■ Work to complete ■
Rewrite the passage of the text on bacteriophages starting at "Searching for novel" and ending at "heart (infective endocarditis).", using "remarkable precision" in place of "exquisite specificity".

■ Text provided ■
───

The enemy of my enemy is my friend: bacteria and bacteriophages
If you were a clumsy kid like I was, you are probably very familiar with infections. I tripped on everything imaginable and scraped my knees more times than I could count. If that wasn’t bad enough, I loved picking on scabs, reopening the wounds, and inevitably getting an infection.
Invasion of bacteria into our body is one of the most common causes of disease in the world. When it comes to fighting infections, it helps to know the invading enemy well. What is the enemy’s weakness? What is different between our enemy and our own cells? Antibiotics are the products of this self vs. other concept – some drugs target bacterial-specific cell walls, ribosomes, and biosynthetic pathways. These drugs allow us to selectively injure the invading pathogen without harming our own cells. However, misuse and overuse of antibiotics have led to rise in pathogens that are now resistant to these drugs.
Searching for novel antibiotics can combat antibiotics-resistance, but we have another trick up our sleeves. Bacteria have a natural enemy – the bacteriophages (literally meaning “eaters of bacteria”) that have evolved to kill bacteria with exquisite specificity, which we can harness as a source of therapy. The concept of phage therapy is not new, but the safety and efficacy in humans, especially when given IV, are not well understood.
Researchers in the Westmead Bacteriophage Therapy Team in Australia sought to test the safety of bacteriophage therapy in a severe systemic blood infection called bacteremia. Bacteremia caused by the Staphylococcus aureusbacterium is associated with 30-day mortality of approximately 15%; this mortality rate is almost doubled when it infects the heart (infective endocarditis).
In a single-arm non-comparative clinical trial, researchers recruited 13 patients between the ages of 21 to 87 year with S. aureusbacteremia. 6 patients had confirmed infective endocarditis. AB-SA01, a cocktail of 3 highly concentrated phages, was intravenously administered twice a day for 14 days to all patients who were already on antibiotics. Signs of toxicity were monitored for 90 days. No new fevers, rashes, diarrhea, signs of kidney or liver damage were reported during the monitoring period, suggesting that AB-SA01 phage therapy is safe and well tolerated.
The treatment efficacy was hard to address in this study. 8 of 13 patients (62%) showed clinical improvement within 14 days and 5 (38%) died within 28 days. One died during a surgical procedure, three died after phage therapy was discontinued, and one died a few weeks after a surgical procedure. S. aureusobtained from blood throughout the treatment period show no sign of resistance to phage therapy. These are very complex cases with multiple interventions. The treatment efficacy was hard to interpret because of a large number of variables, lack of a comparison group, small cohort size, and the study was designed to evaluate safety rather than mortality. However, the safety and tolerability data presented in this study is exciting and provides a first step towards testing the efficacy in a larger clinical trial.

───

(Natural language region descriptions)
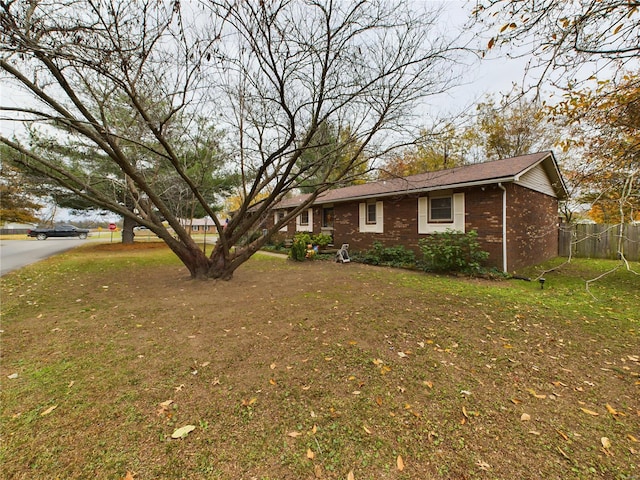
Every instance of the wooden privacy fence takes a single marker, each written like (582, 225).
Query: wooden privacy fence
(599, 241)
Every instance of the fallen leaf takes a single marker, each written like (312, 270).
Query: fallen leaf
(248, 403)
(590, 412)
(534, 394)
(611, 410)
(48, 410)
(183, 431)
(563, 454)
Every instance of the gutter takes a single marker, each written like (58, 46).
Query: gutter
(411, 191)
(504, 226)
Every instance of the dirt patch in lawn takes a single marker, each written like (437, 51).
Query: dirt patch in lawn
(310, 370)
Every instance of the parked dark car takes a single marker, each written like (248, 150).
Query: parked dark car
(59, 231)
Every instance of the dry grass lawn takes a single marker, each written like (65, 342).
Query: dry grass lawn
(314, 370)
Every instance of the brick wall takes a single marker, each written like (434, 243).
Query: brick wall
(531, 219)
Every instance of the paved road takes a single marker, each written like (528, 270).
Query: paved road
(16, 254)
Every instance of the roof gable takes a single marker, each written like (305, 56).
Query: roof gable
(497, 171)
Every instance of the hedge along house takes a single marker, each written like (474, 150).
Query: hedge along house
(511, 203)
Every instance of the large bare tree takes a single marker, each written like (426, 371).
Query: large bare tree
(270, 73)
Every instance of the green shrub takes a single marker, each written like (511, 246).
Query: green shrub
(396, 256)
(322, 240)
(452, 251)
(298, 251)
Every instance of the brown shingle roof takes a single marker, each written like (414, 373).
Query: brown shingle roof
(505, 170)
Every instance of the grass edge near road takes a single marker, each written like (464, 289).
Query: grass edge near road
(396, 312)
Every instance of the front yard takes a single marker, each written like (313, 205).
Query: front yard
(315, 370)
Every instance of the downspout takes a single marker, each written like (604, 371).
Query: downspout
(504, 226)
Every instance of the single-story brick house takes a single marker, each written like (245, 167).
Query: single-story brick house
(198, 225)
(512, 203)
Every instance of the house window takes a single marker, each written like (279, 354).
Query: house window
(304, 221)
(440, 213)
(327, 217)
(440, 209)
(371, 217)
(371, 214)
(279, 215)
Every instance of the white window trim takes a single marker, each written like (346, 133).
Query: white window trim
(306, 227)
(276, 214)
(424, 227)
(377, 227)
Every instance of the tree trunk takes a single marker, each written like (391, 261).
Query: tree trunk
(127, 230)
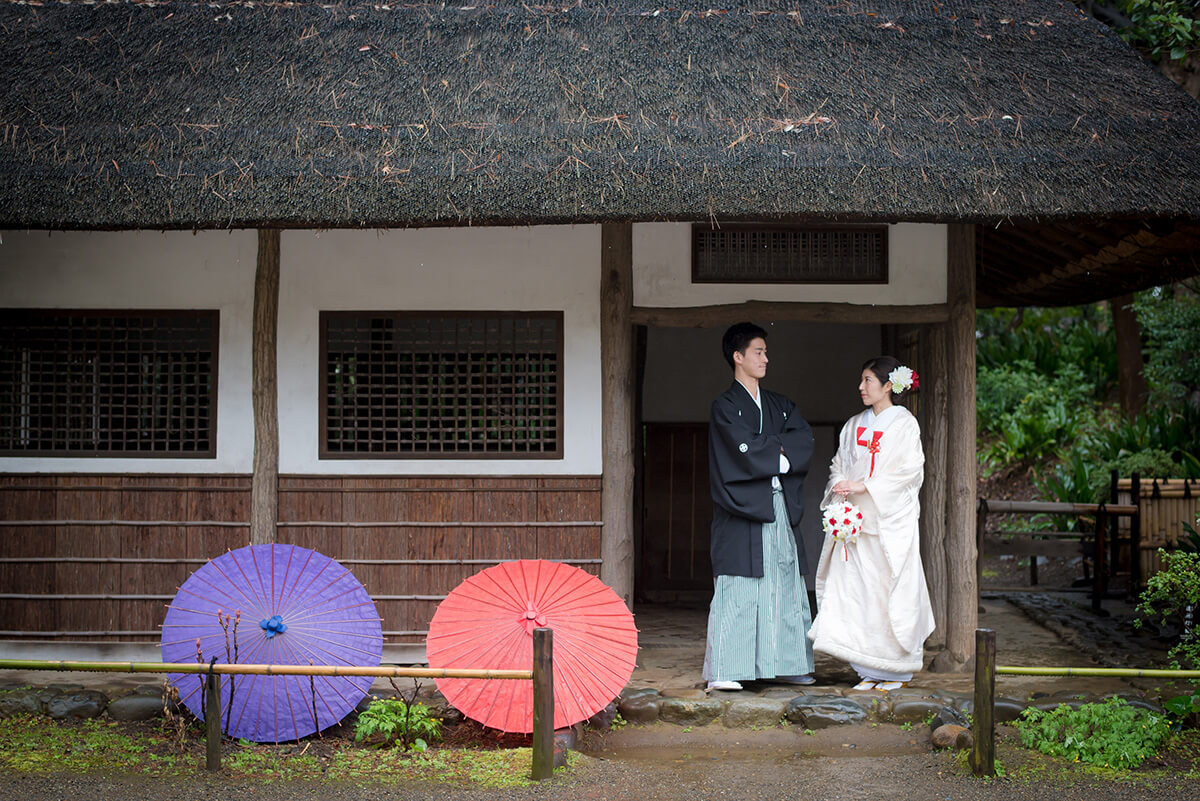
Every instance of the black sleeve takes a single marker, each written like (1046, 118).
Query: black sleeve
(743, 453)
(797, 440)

───

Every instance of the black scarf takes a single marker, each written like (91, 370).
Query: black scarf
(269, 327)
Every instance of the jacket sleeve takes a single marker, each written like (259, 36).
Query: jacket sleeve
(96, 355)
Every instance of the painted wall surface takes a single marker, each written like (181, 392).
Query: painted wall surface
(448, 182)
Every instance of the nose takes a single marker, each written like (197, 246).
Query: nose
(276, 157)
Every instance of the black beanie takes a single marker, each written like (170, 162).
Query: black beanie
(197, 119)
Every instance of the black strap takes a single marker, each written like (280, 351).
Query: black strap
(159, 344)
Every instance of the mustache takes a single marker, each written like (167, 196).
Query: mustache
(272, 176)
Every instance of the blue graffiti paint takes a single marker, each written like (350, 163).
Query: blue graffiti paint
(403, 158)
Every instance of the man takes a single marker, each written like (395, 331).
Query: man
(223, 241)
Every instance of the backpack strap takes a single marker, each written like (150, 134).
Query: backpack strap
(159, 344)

───

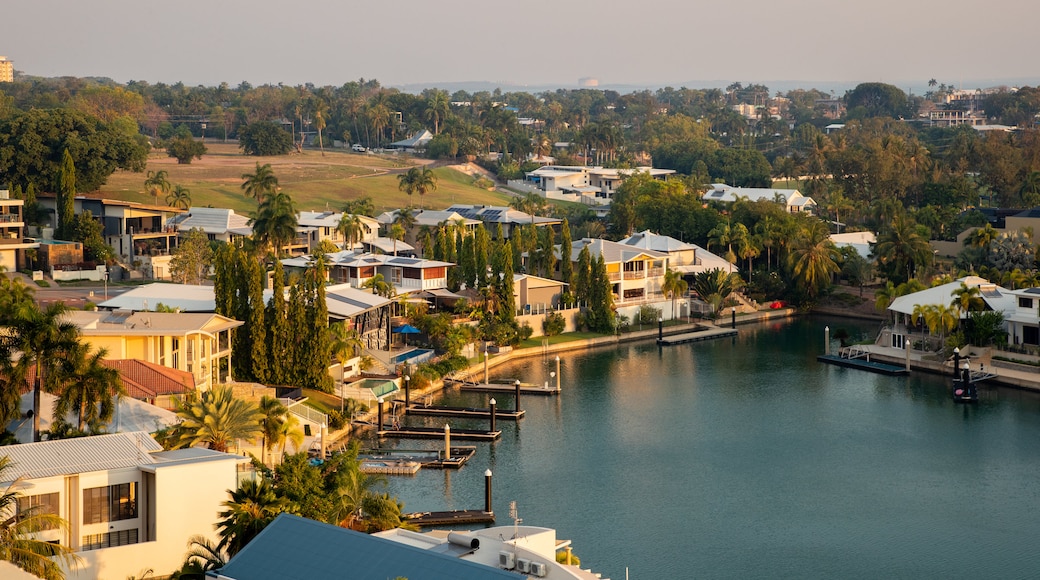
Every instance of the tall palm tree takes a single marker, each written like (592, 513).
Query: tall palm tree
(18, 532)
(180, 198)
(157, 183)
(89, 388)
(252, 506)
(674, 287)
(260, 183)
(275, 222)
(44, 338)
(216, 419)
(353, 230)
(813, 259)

───

■ Output of the exercise ■
Searching for novel antibiotics can combat antibiotics-resistance, but we have another trick up our sleeves. Bacteria have a natural enemy – the bacteriophages (literally meaning “eaters of bacteria”) that have evolved to kill bacteria with remarkable precision, which we can harness as a source of therapy. The concept of phage therapy is not new, but the safety and efficacy in humans, especially when given IV, are not well understood.
Researchers in the Westmead Bacteriophage Therapy Team in Australia sought to test the safety of bacteriophage therapy in a severe systemic blood infection called bacteremia. Bacteremia caused by the Staphylococcus aureusbacterium is associated with 30-day mortality of approximately 15%; this mortality rate is almost doubled when it infects the heart (infective endocarditis).